====== Document text

Paper in Annals of Neurology describes study that coupled beta-amyloid, tau, and APOE4 gene.

Scientists from the Alzheimer’s Disease Neuroimaging Initiative (ADNI) report that they have confirmed the role of tau and beta-amyloid as a marker for onset of mild Alzheimer’s as well as established a method and standard of testing for these biomarkers.


Levels of beta-amyloid protein—specifically beta-amyloid 1-42— were lower among ADNI volunteers with mild cognitive impairment (MCI) compared to those with normal cognition, and lower still among those diagnosed with mild Alzheimer’s disease. The decreased levels of this biomarker in the cerebrospinal fluid may indicate that this least soluble form of amyloid is forming sticky plaques between neurons, a characteristic of Alzheimer’s.


Beta-amyloid 1-42 proved to be the most sensitive biomarker, with an overall test accuracy rate of 87% in detecting Alzheimer’s pathology in the ADNI volunteers and in people with autopsy-confirmed Alzheimer’s.


The team also found that levels of tau were higher among ADNI volunteers with MCI than among people with normal cognition, and even higher among the volunteers diagnosed with mild Alzheimer’s disease.


Additionally, the researchers factored in known genetic risk factor APOE-e4 into their analysis. The gene occurs in about 40% of all people who develop Alzheimer’s at age 65 or later. ADNI volunteers with APOE-e4, high levels of tau, and low levels of amyloid were most likely to have mild Alzheimer’s.

============
====== Provided records

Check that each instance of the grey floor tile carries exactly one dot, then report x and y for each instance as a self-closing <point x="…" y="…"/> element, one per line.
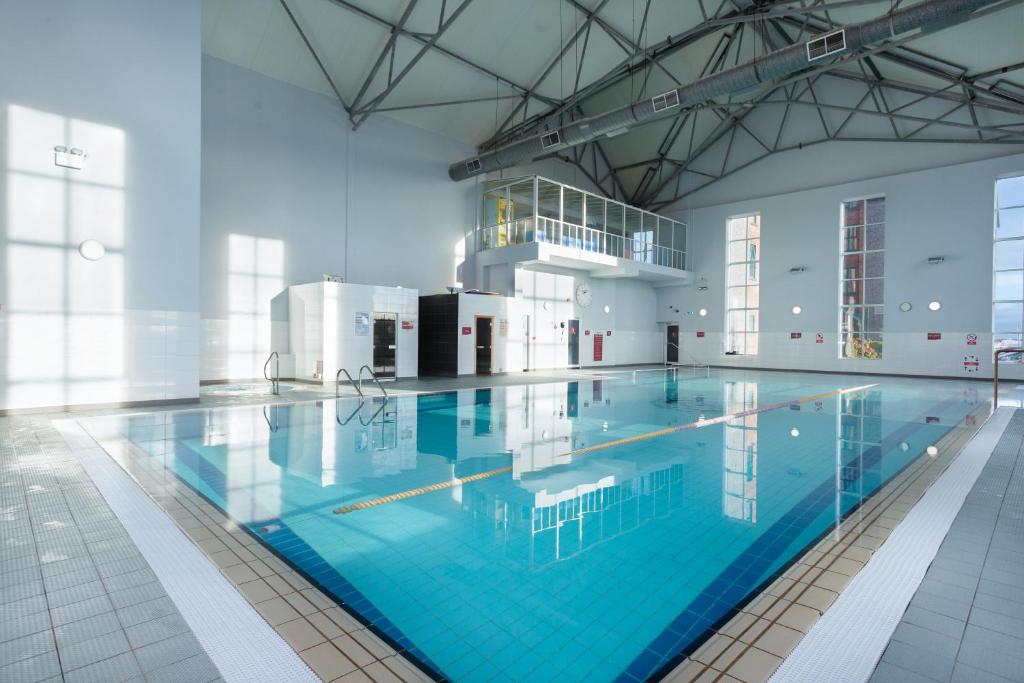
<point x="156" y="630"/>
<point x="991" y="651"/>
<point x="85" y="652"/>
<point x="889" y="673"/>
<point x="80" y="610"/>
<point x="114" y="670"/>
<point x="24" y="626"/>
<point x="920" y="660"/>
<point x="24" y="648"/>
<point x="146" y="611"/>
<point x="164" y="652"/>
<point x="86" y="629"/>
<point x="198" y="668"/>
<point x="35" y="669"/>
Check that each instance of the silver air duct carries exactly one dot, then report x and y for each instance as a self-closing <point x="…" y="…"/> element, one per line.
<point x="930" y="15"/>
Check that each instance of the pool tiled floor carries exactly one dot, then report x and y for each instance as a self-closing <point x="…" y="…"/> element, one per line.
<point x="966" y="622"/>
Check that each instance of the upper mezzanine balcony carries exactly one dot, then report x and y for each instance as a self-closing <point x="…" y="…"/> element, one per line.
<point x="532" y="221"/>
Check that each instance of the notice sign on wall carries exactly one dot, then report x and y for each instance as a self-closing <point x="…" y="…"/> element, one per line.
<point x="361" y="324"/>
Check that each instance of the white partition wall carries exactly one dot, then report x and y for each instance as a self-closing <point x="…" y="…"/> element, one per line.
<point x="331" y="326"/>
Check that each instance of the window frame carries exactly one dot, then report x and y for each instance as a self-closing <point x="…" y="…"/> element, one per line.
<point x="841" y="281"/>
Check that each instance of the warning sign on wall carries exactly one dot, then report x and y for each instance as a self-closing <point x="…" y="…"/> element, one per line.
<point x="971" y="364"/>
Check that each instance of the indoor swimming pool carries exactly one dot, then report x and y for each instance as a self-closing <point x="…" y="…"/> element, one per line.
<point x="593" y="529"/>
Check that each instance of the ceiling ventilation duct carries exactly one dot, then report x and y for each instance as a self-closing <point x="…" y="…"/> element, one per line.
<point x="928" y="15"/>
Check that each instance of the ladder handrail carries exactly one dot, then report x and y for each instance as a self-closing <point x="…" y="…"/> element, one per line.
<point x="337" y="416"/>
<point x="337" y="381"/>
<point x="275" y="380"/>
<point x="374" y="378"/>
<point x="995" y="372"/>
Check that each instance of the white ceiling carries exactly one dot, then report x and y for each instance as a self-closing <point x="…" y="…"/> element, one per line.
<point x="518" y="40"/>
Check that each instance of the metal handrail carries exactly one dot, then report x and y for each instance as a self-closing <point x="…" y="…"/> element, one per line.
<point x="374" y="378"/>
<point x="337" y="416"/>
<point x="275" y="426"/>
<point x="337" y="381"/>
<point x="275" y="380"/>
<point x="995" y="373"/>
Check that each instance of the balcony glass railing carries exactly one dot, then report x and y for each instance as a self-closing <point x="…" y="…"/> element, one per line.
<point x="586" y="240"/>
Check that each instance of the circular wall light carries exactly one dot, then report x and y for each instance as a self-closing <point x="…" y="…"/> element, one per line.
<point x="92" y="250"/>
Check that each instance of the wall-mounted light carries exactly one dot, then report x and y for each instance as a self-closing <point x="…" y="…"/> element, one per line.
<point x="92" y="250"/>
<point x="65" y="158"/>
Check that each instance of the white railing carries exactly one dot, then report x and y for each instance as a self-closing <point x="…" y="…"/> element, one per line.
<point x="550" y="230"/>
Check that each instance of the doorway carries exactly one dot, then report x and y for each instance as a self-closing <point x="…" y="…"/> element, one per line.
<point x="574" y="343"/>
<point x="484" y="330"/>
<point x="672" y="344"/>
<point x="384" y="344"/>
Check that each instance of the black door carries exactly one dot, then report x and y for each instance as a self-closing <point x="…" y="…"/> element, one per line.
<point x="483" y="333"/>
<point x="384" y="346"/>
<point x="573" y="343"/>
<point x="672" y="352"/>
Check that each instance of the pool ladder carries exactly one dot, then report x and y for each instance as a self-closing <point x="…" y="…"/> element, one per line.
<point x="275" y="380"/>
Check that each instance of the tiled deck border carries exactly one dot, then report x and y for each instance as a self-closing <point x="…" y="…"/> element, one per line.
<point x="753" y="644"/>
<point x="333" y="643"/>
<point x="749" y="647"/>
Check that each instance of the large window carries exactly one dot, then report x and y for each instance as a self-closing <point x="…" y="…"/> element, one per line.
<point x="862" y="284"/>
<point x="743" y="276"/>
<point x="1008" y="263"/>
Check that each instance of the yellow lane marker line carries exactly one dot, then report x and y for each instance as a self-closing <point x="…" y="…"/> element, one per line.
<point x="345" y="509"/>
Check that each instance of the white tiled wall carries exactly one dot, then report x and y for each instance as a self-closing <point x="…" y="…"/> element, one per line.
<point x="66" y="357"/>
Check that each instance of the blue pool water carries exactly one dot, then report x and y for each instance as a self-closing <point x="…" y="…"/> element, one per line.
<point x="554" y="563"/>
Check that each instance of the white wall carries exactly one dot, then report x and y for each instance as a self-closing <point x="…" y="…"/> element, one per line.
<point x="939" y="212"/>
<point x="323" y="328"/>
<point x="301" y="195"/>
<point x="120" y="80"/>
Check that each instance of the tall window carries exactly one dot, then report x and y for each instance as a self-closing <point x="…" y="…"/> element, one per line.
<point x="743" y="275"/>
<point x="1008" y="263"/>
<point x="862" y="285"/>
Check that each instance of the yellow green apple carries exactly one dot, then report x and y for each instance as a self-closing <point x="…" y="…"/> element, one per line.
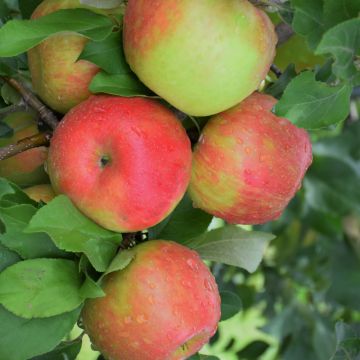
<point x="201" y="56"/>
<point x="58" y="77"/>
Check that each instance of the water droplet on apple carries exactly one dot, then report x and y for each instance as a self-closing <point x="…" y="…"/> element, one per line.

============

#### Exercise directions:
Rewrite the portion of the Alzheimer's biomarker text between "Levels of beta-amyloid" and "volunteers diagnosed with mild Alzheimer’s disease.", inclusive, putting "participants" wherever "volunteers" appears.

#### Written solution:
Levels of beta-amyloid protein—specifically beta-amyloid 1-42— were lower among ADNI participants with mild cognitive impairment (MCI) compared to those with normal cognition, and lower still among those diagnosed with mild Alzheimer’s disease. The decreased levels of this biomarker in the cerebrospinal fluid may indicate that this least soluble form of amyloid is forming sticky plaques between neurons, a characteristic of Alzheimer’s.


Beta-amyloid 1-42 proved to be the most sensitive biomarker, with an overall test accuracy rate of 87% in detecting Alzheimer’s pathology in the ADNI participants and in people with autopsy-confirmed Alzheimer’s.


The team also found that levels of tau were higher among ADNI participants with MCI than among people with normal cognition, and even higher among the participants diagnosed with mild Alzheimer’s disease.